* **Ausgangstext**:
* * * *
Wie gut die eingenommene Tablette wirkte, mussten die Studienteilnehmer in einem elektronischen Tagebuch festhalten. Hier galt es zu unterschiedlichen Zeitpunkten zu bewerten, wie stark die Kopfschmerzen und die belastenden Begleitsymptome nach Einnahme der Medikamente waren. Das Ziel der Studie war dann erreicht, wenn zwei Stunden nach Medikation deutlich mehr Patienten unter Ubrogepant schmerzfrei und ohne belastende Begleitsymptome waren als unter Placebo.
Jeder fünfte Patient schmerzfrei nach zwei Stunden
In diesen Studien überzeugte Ubrogepant mehr als Placebo: Innerhalb von zwei Stunden waren mit 50 mg Ubrogepant 21,8 Prozent der Patienten schmerzfrei, mit 25 mg Ubrogepant fast gleich viele (20,7 Prozent) und unter Placebo nur 14,3 Prozent. Hinsichtlich der Freiheit von belastenden Begleitsymptomen war nur die 50 mg Dosis Placebo überlegen.
Weniger zusätzliche Medikation
Der neue Wirkstoff scheint den Studien zufolge auch positiven Einfluss auf weitere benötigte Migränetherapeutika zu haben. So benötigten Migräniker, die 50 mg Ubrogepant erhielten, deutlich seltener eine zweite Dosis (37,6 Prozent) als die Placebo-Gruppe (42,8 Prozent). Zudem griff die Ubrogepant-Gruppe weniger häufig zu weiteren Akutmedikationen – wie NSAR (beispielsweise Ibuprofen oder ASS), Metamizol oder Triptanen.
Keine großen Unterschiede bei Verträglichkeit
Zu den häufigsten unerwünschten Arzneimittelwirkungen, die mit der Einnahme von Ubrogepant beobachtet wurden, zählten laut dem Bericht der FDA Übelkeit, Müdigkeit und ein trockener Mund. Die oben beschriebene Studie fand keine großen Unterschiede bei der Verträglichkeit von Ubrogepant verglichen mit Placebo.
Behandlungsbedürftige Nebenwirkungen traten innerhalb von 48 Stunden nach Medikation bei 12,9 Prozent der Patienten unter 50 mg Ubrogepant auf und bei 10,2 Prozent unter Placebo. Am wenigsten Nebenwirkungen hatten laut den Studienergebnissen die 25-mg-Ubrogepantpatienten, hier litten nur 9,2 Prozent unter behandlungsbedürftigen unerwünschten Arzneimittelwirkungen. Vorwiegend waren diese Übelkeit und Schwindel.
Was es noch zu erforschen gilt …
Auch wenn der Studie zufolge – darauf lässt auch die Zulassung durch die FDA schließen – Ubrogepant bei akuten Migräne-Attacken rasch wirkt und gut verträglich scheint, ist bei dem neuen Wirkstoff längst nicht alles erforscht. Das bemerkten auch die Wissenschaftler der Ubrogepant-Studie. Denn: Ubrogepant wurde lediglich an einer einzigen Migräne-Attacke geprüft.
* * * *
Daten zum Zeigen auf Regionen

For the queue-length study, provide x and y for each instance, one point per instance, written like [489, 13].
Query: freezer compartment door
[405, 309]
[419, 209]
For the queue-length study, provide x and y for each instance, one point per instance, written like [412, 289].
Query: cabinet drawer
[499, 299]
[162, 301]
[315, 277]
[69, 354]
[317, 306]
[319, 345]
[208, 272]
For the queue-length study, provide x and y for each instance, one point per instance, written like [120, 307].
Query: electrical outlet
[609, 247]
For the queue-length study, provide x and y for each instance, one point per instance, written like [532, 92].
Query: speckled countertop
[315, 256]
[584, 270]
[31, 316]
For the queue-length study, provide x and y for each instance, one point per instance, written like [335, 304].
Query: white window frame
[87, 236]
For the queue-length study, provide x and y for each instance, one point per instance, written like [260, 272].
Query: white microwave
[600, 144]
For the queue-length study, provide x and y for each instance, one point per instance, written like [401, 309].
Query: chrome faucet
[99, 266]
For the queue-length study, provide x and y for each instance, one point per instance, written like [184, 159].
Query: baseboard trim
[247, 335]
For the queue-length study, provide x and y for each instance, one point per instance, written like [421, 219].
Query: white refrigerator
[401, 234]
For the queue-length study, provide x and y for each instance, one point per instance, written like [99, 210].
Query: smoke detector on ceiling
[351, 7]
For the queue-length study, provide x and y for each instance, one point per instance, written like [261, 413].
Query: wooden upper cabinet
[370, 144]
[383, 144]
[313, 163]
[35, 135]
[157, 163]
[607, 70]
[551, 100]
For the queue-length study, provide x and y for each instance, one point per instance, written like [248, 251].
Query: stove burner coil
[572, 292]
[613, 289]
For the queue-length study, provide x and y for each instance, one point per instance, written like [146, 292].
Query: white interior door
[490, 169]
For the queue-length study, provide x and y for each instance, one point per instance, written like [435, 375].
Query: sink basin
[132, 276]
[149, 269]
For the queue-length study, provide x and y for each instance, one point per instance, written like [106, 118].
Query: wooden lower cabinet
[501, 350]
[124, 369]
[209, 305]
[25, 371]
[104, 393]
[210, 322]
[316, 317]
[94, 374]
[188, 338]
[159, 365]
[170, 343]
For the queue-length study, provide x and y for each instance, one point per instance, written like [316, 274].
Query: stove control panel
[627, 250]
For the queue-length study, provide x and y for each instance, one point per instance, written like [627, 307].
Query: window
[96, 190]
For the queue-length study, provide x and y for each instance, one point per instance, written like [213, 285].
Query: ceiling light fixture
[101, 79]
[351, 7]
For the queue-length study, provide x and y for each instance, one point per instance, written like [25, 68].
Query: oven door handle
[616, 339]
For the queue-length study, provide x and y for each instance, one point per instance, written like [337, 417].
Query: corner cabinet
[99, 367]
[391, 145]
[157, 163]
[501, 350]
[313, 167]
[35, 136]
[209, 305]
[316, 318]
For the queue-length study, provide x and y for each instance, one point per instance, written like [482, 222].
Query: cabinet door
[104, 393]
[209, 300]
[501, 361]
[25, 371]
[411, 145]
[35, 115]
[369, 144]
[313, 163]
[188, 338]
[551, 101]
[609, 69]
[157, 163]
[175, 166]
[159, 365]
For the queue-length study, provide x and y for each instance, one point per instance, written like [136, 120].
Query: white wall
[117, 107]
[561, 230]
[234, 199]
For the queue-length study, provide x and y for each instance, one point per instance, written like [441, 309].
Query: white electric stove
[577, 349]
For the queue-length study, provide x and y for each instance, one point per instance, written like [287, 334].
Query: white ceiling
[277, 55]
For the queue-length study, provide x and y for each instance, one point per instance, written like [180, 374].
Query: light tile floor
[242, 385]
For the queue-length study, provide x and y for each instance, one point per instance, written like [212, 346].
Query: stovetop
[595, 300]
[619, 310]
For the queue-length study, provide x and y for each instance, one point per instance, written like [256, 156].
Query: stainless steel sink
* * * *
* **Ziel der Übung**: Wie viel Prozent der Patienten waren laut dem Ausgangstext zu Ubrogepant zwei Stunden nach Einnahme von 50 mg Ubrogepant schmerzfrei?

* **Antwortfeld**: 21,8 Prozent